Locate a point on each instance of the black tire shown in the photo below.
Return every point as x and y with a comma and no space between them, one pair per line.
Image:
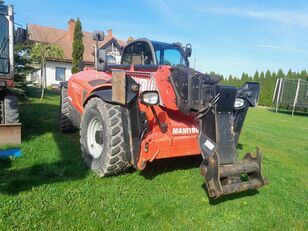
11,109
110,156
66,124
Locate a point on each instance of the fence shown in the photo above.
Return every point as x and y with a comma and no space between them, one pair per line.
291,92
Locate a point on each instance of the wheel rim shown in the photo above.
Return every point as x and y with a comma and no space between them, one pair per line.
95,148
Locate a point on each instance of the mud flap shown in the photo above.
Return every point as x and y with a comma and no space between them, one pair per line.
223,172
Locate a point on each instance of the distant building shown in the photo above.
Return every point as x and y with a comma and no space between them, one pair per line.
60,70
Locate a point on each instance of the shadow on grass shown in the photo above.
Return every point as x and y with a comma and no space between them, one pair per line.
230,197
40,128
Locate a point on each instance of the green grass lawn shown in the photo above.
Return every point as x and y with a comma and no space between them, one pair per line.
49,187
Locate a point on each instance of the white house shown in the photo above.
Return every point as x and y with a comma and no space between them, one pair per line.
60,70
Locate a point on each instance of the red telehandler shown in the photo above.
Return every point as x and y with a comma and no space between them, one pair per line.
154,106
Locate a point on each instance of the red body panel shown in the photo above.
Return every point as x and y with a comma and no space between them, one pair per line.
181,138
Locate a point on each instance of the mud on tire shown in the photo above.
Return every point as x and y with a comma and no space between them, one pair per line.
102,138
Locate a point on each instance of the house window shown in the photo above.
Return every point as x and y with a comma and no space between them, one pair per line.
60,74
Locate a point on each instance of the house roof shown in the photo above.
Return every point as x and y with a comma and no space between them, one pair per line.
64,39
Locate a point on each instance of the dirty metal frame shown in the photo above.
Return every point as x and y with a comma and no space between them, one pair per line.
220,124
9,133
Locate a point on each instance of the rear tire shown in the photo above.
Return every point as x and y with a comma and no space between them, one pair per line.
11,110
66,124
102,138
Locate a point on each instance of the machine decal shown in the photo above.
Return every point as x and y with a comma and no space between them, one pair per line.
146,84
185,131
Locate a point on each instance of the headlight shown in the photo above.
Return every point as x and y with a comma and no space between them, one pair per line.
150,97
239,102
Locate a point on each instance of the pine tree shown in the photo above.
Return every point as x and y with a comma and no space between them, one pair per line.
256,77
78,47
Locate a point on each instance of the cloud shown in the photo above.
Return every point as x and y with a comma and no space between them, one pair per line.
270,46
282,16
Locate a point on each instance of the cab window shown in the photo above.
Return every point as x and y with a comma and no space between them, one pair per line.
127,55
137,53
172,57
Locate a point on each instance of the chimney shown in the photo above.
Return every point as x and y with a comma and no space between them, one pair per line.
109,33
71,29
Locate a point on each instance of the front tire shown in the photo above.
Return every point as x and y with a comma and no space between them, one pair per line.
102,138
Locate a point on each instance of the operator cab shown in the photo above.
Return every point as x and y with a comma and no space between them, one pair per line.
146,52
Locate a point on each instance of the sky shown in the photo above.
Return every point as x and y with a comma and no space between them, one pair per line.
227,36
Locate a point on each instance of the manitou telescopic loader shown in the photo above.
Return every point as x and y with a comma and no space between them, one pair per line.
153,106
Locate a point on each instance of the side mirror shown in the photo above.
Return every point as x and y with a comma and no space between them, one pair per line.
20,35
98,35
188,50
101,60
81,65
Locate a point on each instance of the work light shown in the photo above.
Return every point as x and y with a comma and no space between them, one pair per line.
150,98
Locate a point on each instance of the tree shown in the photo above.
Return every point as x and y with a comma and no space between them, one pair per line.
39,53
78,47
22,68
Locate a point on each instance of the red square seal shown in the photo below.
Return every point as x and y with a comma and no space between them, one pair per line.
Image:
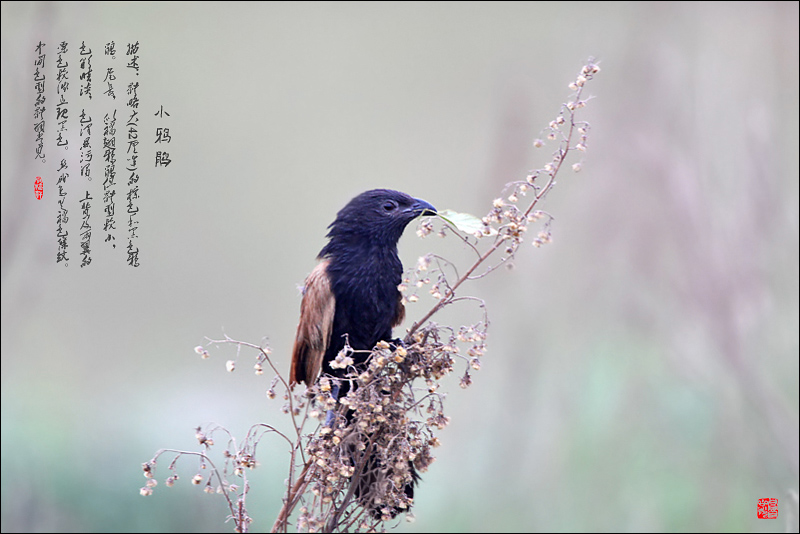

=-=-=

WHAT TO DO:
Begin at the first line of the records. Print every line through the one containing "Locate a point on each instance of the house window" exactly, but skip the pictures.

SOLUTION TO THE PROBLEM:
Locate a point on each instance of the black tire shown in the photo below.
Return every point as x and y with a comma and no space between them, one pair per line.
Image:
11,109
110,156
66,124
Locate a point on each instance of the fence shown in the photo above.
Return every point as x and y with a comma and no space between them, one pair per line.
291,92
Locate a point on each instance of the wheel rim shown in the photo above.
Return every point as x and y with a comma and no space between them, one pair per line.
95,148
Locate a point on each instance of the mud flap shown in the photo above.
Return every point as x and y with a comma and no space between them, one pair per line.
223,172
Locate a point on each instance of the distant building shown in the photo above.
Return every point as x and y with a comma and no space between them, one pair per line.
60,70
Locate a point on each instance of the shadow on grass shown in the photo above.
Return every point as x and y with a comma and no space between them, one pair per line.
230,197
40,128
Locate a point on each instance of the green grass lawn shown in the photo above.
Return every point as x and y with a comma and no space between them, one pair per line.
49,187
Locate a point on each instance of the white house shown in the photo above.
Return every point as x and y with a comma and no space between them, one pair per line.
60,70
Locate a point on each instance of the red telehandler shown in the photo above.
Return every point as x and y with a comma and no space between them, one pair per line.
154,106
Locate a point on each instance of the red body panel shown in the photo above.
Return every point as x and y with a comma and no space between them, one pair per line.
181,138
Locate a point on each instance of the mud on tire shown in the photo above.
Return every point as x and y with a comma and no space between them, one pair per line.
102,138
Locate a point on each instance of the house window shown in the photo above.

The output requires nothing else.